> [Records]
▬▬▬▬▬▬
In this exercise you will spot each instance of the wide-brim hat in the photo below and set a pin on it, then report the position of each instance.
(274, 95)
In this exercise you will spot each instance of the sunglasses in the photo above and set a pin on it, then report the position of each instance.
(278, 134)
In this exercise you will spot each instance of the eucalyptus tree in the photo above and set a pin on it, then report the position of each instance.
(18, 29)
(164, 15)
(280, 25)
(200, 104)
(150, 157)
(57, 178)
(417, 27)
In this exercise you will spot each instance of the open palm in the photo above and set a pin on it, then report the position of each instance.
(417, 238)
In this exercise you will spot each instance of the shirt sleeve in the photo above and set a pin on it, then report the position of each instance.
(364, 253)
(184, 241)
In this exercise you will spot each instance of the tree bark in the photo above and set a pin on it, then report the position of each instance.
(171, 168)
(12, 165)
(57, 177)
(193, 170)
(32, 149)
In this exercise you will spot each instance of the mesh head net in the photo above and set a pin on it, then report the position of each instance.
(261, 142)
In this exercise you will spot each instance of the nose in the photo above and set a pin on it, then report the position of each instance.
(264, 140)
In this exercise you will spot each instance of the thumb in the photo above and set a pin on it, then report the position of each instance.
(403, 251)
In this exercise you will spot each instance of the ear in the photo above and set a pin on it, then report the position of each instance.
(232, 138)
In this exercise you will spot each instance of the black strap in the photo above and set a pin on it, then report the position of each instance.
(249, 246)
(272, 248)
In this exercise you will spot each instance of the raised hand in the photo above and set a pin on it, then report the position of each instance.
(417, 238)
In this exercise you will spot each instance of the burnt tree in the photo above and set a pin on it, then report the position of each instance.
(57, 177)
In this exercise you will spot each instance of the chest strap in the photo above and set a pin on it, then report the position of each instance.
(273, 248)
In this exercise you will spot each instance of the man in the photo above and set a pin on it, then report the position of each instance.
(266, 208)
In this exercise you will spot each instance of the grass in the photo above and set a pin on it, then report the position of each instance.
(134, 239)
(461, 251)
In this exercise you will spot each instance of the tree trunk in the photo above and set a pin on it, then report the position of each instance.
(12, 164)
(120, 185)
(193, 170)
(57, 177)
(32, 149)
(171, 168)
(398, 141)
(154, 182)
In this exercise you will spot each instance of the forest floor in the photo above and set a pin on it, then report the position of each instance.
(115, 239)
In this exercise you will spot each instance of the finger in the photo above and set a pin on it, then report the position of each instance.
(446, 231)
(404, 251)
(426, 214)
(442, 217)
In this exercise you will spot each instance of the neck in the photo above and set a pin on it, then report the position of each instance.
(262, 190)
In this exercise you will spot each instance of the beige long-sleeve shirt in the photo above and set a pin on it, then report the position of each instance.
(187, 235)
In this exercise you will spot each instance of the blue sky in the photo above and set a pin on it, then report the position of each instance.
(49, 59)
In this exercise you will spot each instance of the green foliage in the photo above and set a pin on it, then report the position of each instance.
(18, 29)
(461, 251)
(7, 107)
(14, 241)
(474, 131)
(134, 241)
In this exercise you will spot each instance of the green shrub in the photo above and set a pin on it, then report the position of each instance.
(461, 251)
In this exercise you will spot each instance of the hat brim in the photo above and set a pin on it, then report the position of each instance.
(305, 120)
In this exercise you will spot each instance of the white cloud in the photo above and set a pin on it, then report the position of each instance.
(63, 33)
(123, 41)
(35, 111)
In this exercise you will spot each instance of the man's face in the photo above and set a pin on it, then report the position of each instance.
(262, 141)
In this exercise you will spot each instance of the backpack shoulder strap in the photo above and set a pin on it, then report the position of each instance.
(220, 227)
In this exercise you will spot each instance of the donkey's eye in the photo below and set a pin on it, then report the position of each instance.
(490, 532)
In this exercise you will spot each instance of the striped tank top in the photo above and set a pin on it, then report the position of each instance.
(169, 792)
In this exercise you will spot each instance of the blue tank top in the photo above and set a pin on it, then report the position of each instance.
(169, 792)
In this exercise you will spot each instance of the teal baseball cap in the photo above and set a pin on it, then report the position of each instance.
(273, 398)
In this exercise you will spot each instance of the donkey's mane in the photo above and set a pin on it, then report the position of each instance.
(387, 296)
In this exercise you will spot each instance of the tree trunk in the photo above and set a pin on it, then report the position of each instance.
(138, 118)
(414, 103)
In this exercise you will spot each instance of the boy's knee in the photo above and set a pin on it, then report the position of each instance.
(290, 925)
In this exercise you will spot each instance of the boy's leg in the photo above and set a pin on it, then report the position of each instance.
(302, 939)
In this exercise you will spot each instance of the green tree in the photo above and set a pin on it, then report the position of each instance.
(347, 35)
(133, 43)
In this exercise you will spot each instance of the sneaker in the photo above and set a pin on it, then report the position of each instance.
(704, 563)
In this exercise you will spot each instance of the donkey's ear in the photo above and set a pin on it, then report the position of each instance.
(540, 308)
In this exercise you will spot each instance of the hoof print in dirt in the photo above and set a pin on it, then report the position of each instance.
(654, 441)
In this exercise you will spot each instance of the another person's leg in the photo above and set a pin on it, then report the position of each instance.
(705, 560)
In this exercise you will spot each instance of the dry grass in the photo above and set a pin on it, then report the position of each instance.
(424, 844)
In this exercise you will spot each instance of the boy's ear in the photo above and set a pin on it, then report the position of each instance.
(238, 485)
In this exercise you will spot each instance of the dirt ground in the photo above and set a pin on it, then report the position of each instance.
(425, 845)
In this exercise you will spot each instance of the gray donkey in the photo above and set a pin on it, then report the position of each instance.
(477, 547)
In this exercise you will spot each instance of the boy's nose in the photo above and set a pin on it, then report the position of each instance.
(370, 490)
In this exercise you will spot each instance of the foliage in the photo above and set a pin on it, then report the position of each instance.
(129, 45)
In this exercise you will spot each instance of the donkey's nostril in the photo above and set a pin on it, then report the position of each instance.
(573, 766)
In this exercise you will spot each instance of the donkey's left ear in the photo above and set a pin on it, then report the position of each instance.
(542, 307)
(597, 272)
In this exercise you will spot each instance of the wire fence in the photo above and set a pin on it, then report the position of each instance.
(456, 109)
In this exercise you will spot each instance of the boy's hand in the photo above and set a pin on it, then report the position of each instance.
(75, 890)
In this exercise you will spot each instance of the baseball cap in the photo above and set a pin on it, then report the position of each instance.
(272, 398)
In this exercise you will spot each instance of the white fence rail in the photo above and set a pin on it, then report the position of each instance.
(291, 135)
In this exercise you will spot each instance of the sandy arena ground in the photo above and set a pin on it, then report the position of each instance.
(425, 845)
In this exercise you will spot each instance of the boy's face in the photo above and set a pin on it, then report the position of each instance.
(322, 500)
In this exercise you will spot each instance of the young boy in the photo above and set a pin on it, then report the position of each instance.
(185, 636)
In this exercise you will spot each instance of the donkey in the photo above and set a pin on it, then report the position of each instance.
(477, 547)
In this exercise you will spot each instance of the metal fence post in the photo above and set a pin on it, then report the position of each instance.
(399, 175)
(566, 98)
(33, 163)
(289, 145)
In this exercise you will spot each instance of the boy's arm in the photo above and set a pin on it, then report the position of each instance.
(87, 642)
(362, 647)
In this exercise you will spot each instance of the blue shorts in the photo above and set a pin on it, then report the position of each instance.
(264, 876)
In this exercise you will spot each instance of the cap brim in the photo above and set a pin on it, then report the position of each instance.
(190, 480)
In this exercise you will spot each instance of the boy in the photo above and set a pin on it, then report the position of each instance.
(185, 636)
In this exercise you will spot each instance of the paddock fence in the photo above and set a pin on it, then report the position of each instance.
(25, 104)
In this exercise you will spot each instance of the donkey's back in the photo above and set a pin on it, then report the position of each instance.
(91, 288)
▬▬▬▬▬▬
Repeat what the records above say. Use their exact words.

In this exercise you will spot each instance of the wide-brim hat in the photo below and set a pin on it, then report the position of each instance.
(274, 95)
In this exercise you will spot each instance of the sunglasses in the photo above and set a pin on it, then report the position of each instance.
(278, 134)
In this exercise you will spot each instance of the eucalyptus tree in the photo above and set a pin on it, then report the position of each instance.
(18, 29)
(164, 15)
(280, 25)
(200, 104)
(150, 157)
(57, 178)
(417, 27)
In this exercise you will spot each instance of the open palm in the photo above and set a pin on it, then report the position of each instance.
(417, 238)
In this exercise you will spot each instance of the shirt sleeve in the photo above and set a pin on it, then report the position of each instance.
(364, 253)
(184, 241)
In this exercise you will spot each instance of the tree bark in the photo above and set a pin on it, then report the position of each instance.
(171, 168)
(12, 165)
(57, 177)
(193, 170)
(32, 149)
In this exercise you will spot each instance of the mesh head net in the photo above and set a pin on it, then report the position of each instance.
(261, 142)
In this exercise you will spot each instance of the nose in the photo above and set a pin on it, then report the position of each instance.
(264, 140)
In this exercise you will spot each instance of the thumb in the photo above and set a pin on it, then report the position of each instance.
(403, 251)
In this exercise you will spot each instance of the ear in the photo above and set a pin on it, then report the position of each instance.
(232, 138)
In this exercise you will spot each instance of the black strap in the photo above and set a pin on it, then report the position of each instance.
(249, 246)
(272, 248)
In this exercise you will spot each instance of the raised hand in the photo above and set a pin on it, then report the position of each instance.
(417, 238)
In this exercise you will spot each instance of the burnt tree in the photo above and set a pin on it, then report the position of each instance.
(57, 177)
In this exercise you will spot each instance of the chest strap in the photo above and set a pin on it, then report the position of each instance.
(273, 248)
In this exercise you will spot each instance of the man in the photo above and set a pin on it, then report the position of each instance.
(266, 208)
In this exercise you will spot each instance of the grass in the photo above and set a pin on it, then report the position of each instance.
(134, 239)
(461, 251)
In this exercise you will spot each instance of the tree trunk in the photo above and set a pin on it, then report the position of each instance.
(12, 164)
(120, 185)
(193, 170)
(57, 177)
(32, 149)
(171, 168)
(398, 141)
(154, 182)
In this exercise you will spot each instance of the forest floor in the photo above and set a pin on it, then report the position of each instance.
(115, 239)
In this exercise you will spot each instance of the finger in the photo above and set a pin on it, then report the position of each instance.
(446, 231)
(404, 251)
(426, 214)
(442, 217)
In this exercise you will spot each instance of the neck in the photo above and set a pin on it, then report the position of each instance.
(262, 190)
In this exercise you will spot each instance of the beige long-sleeve shirt in the photo above and set a pin on it, then report the position of each instance.
(187, 235)
In this exercise you will spot each instance of the blue sky in the photo above and set a pin on it, then report the position of each instance.
(49, 59)
In this exercise you will spot each instance of the green foliage in the photo above and set a pin on it, then report the position of each instance.
(18, 29)
(461, 251)
(7, 107)
(14, 241)
(474, 131)
(134, 241)
In this exercise you will spot each instance of the green shrub in the photo above and set a pin on it, then report the position of each instance.
(461, 251)
In this exercise you will spot each instance of the hat brim in the photo above and set a pin on it, then report the position of each instance.
(305, 120)
In this exercise you will spot each instance of the white cloud in the photo above and set a pin on it, then report the position of each instance.
(63, 33)
(123, 41)
(35, 111)
In this exercise you will spot each instance of the man's face in the photo above and set a pin on it, then report the position of each instance.
(262, 141)
In this exercise you will spot each instance of the backpack shoulder strap in the photo above and set a pin on it, then report the position of each instance.
(220, 227)
In this exercise you will spot each instance of the donkey's eye in the photo below and set a pin on it, then report the position of each instance.
(490, 532)
In this exercise you will spot each instance of the striped tank top in the photo above and set a pin on it, then report the position of each instance.
(169, 792)
In this exercise you will spot each instance of the blue tank top in the photo above and set a pin on it, then report the position of each instance.
(169, 792)
In this exercise you will spot each instance of the teal baseball cap in the photo above and set a pin on it, then report the position of each instance.
(273, 398)
In this exercise you will spot each instance of the donkey's mane in the photo above and set a pin on it, then report the position of each instance.
(387, 296)
In this exercise you will spot each instance of the tree trunk in the photo above and set a pin on it, then report the position of each instance.
(138, 118)
(414, 103)
In this exercise you will spot each instance of the boy's knee in the photo above and set a pin on it, then report the position of each instance.
(290, 925)
In this exercise you will spot each instance of the boy's leg in the photo above and set a pin on it, then report the position of each instance.
(302, 939)
In this exercise you will spot each instance of the green tree in the photo above and set a pin on it, then report the position of each instance.
(347, 35)
(133, 43)
In this exercise you will spot each instance of the sneaker in the photo above and set a pin on it, then report the position of each instance.
(704, 563)
In this exercise you will spot each instance of the donkey's ear in the photo above and set a pin on it, then report the position of each instance.
(540, 308)
In this exercise you will spot each instance of the hoof print in dirt in the photo above and set a pin on it, then report the position of each instance.
(654, 441)
In this exercise you will spot each instance of the another person's leg in the photo above and set a pin on it, then report the position of each instance.
(705, 560)
In this exercise you will spot each instance of the dry grass in the photo above and set a pin on it, then report the position of each instance.
(424, 844)
In this exercise you will spot each instance of the boy's ear in the photo above and set a pin on it, then report the position of each instance.
(238, 485)
In this exercise you will spot each instance of the dirt ground in the photo above and set a pin on it, then report the position of each instance.
(425, 845)
In this exercise you will spot each instance of the gray donkey in the photo above and set a pin on it, then report the position of each instance.
(477, 547)
In this exercise you will spot each instance of the boy's nose in the photo above and set a pin on it, then report the position of each instance.
(370, 490)
In this exercise you will spot each instance of the foliage in the photo above and set a pin on it, then report the position of each instance.
(129, 45)
In this exercise you will spot each instance of the donkey's nostril in the photo above and set a pin on it, then report the position of each instance.
(573, 766)
In this exercise you will spot each instance of the donkey's left ear in the photo above and set a pin on it, then report the position of each instance.
(542, 307)
(597, 272)
In this exercise you will spot each instance of the wire fence in the photo above and set a pin on it, then report the position of each instance.
(456, 109)
In this exercise you will spot each instance of the boy's hand in the photo above and set a pin on it, then report the position of each instance.
(75, 890)
In this exercise you will spot each instance of the baseball cap in the photo above and set a pin on it, then report the position of each instance.
(272, 398)
In this exercise you will spot each instance of the white fence rail in the photo above and set a pin on it, then report the position of each instance.
(291, 135)
In this exercise you will spot each instance of the sandy arena ground in the photo above and set a pin on it, then report the position of each instance.
(425, 845)
In this exercise you will spot each instance of the boy's face in the photo above and set a pin on it, then report the position of each instance.
(322, 500)
In this exercise you will spot each instance of the young boy in the photo above and set a pin on it, then report the position of each instance.
(185, 636)
In this exercise you will spot each instance of the donkey in the photo above and set a pin on it, then report the position of each instance.
(477, 547)
In this exercise you will spot each instance of the metal fence post in the photo above and set a pin on it, then report the position of each instance.
(399, 175)
(566, 98)
(33, 163)
(289, 145)
In this exercise you will spot each instance of the boy's arm in the photo above and set a pin on it, then report the position of each instance.
(87, 642)
(362, 647)
In this exercise you will spot each instance of the blue shorts in the photo above and set a pin on it, then report the position of each instance.
(264, 876)
In this exercise you will spot each instance of the cap brim in the photo above and set a pin on it, then report the position of each instance.
(190, 480)
In this exercise you will spot each instance of the boy in the photo above and set a pin on it, then report the position of each instance.
(185, 636)
In this exercise you will spot each instance of the paddock fence in the photo above and set a pin on it, then report the position of each instance.
(25, 104)
In this exercise you will spot each instance of the donkey's back in the photo above and set a pin on it, then report the position of each instance.
(91, 288)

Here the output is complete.